• _TAREFAS DO EXERCÍCIO_
1. Responda sim ou não para cada afirmação a seguir, conforme o texto sobre a aposta em artistas iniciantes, e transcreva literalmente o trecho que decide cada resposta: (a) Escolher artistas consagrados assegura conteúdo e estabilidade por anos. (b) Há garantias de que os talentos iniciantes vão estourar. (c) As grandes celebridades ainda conseguem oferecer o pacto de cumplicidade descrito.
2. De acordo com o texto sobre a aposta em artistas iniciantes, como são as interações do artista nas redes sociais nessa fase?
-------- TEXTO DO EXERCÍCIO --------
Você tem décadas de hits, performances, carreiras que são estudos de caso. Quando começamos com esses, a aposta já foi feita lá atrás, hoje a vitória é garantida. Podemos escolher com a certeza de que teremos conteúdo e estabilidade por anos a fio. Não estamos mais no campo do palpite, mas sim na zona de conforto da consagração.

Mas, cá entre nós, o que realmente faz o coração bater mais forte é a emoção de apostar, de verdade, em um talento que está começando. É quase como se você fizesse parte da construção daquela história. Não há garantias de que eles vão estourar ou que a arte deles vai se manter relevante. E é exatamente essa aposta, esse palpite intuitivo, que nos move.

Nessa fase, o artista ainda é acessível, as interações nas redes sociais não são mediadas por mil assessores, e o show, invariavelmente, é mais íntimo. A energia que flui entre o palco e a plateia é a de uma descoberta mútua: ele se emociona com os seus fãs e sua energia, enquanto você se sente validado por ter reconhecido aquele talento antes de tanta gente. É um pacto de cumplicidade que as grandes celebridades, por questão de escala, já não conseguem mais oferecer.

Será tão pequena assim? Rachel abriu o show da Sabrina Carpenter em Londres (Foto: Rachel Chinouriri)
-------- MATERIAL FORNECIDO --------
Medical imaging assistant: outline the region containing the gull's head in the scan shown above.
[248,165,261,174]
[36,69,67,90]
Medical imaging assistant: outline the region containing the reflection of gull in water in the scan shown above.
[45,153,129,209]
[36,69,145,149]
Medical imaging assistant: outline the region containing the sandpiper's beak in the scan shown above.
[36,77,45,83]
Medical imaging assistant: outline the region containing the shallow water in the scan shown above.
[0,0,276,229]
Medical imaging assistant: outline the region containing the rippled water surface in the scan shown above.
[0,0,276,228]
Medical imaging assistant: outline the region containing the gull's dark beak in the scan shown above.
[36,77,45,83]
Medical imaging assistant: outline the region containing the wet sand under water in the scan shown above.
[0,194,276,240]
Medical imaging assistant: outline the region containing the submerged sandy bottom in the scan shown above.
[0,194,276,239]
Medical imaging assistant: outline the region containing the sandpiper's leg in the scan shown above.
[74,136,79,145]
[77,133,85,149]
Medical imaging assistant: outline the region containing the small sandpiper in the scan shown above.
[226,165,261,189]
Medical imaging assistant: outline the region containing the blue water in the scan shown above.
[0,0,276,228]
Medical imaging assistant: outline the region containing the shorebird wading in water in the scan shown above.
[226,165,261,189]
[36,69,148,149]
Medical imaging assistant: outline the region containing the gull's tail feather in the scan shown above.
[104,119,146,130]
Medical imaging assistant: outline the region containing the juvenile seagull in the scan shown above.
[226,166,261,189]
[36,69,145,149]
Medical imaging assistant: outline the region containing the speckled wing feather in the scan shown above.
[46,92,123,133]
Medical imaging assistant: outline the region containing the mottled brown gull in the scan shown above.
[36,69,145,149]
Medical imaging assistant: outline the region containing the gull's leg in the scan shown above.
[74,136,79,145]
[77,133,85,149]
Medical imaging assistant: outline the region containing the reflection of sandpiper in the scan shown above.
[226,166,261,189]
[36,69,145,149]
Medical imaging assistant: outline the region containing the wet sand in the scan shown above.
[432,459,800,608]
--------
-------- MATERIAL FORNECIDO --------
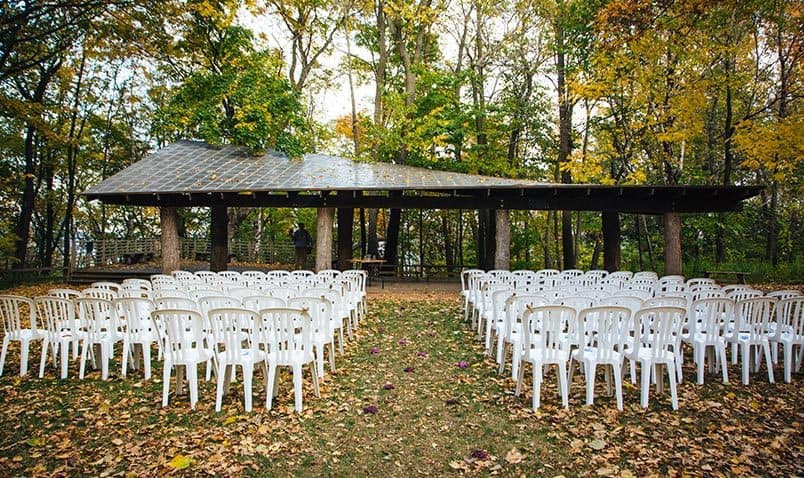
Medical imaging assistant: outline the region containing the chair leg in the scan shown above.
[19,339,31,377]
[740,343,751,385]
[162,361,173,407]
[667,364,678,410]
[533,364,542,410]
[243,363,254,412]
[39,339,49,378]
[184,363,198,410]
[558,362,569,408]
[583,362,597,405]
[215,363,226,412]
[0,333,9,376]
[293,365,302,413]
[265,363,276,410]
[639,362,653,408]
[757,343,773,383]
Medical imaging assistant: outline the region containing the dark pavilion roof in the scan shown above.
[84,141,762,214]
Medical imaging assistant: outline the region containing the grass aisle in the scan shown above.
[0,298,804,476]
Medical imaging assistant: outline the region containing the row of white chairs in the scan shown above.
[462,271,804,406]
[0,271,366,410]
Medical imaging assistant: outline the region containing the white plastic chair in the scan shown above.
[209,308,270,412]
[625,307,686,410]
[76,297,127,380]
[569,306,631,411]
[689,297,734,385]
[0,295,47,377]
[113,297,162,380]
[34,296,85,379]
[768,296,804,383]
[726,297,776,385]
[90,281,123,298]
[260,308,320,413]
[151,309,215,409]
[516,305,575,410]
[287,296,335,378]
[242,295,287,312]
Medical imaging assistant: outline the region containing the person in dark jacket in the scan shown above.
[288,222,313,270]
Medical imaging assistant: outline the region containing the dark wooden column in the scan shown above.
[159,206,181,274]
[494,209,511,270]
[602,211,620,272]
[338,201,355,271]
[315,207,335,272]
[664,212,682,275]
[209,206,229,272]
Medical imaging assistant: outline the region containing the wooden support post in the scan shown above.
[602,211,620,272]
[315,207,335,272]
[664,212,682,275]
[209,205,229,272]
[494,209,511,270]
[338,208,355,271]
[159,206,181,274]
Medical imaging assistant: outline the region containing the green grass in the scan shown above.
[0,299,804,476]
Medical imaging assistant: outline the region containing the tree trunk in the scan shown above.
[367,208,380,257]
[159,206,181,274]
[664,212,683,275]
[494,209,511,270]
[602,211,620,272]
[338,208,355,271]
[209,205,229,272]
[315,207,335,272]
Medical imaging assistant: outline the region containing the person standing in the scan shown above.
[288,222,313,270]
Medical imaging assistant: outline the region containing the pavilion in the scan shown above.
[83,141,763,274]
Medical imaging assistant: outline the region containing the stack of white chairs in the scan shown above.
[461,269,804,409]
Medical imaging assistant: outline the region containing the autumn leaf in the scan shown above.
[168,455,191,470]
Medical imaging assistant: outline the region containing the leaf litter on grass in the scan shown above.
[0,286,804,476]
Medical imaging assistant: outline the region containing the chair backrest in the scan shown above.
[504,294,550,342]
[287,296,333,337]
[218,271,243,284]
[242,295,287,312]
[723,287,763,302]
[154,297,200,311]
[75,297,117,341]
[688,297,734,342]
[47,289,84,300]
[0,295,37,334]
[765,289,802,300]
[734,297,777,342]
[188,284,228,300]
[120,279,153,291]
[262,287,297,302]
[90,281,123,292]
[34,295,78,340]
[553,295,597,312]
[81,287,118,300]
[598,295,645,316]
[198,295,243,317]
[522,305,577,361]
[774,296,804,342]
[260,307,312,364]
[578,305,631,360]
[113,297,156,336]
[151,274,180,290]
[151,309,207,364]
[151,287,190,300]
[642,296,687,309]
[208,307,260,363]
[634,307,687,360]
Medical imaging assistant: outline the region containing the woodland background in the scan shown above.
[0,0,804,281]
--------
• _RESPOSTAS EM SEQUÊNCIA_
1.
(a) Sim: "Podemos escolher com a certeza de que teremos conteúdo e estabilidade por anos a fio."
(b) Não: "Não há garantias de que eles vão estourar ou que a arte deles vai se manter relevante."
(c) Não: "É um pacto de cumplicidade que as grandes celebridades, por questão de escala, já não conseguem mais oferecer."

2. Não são mediadas por mil assessores.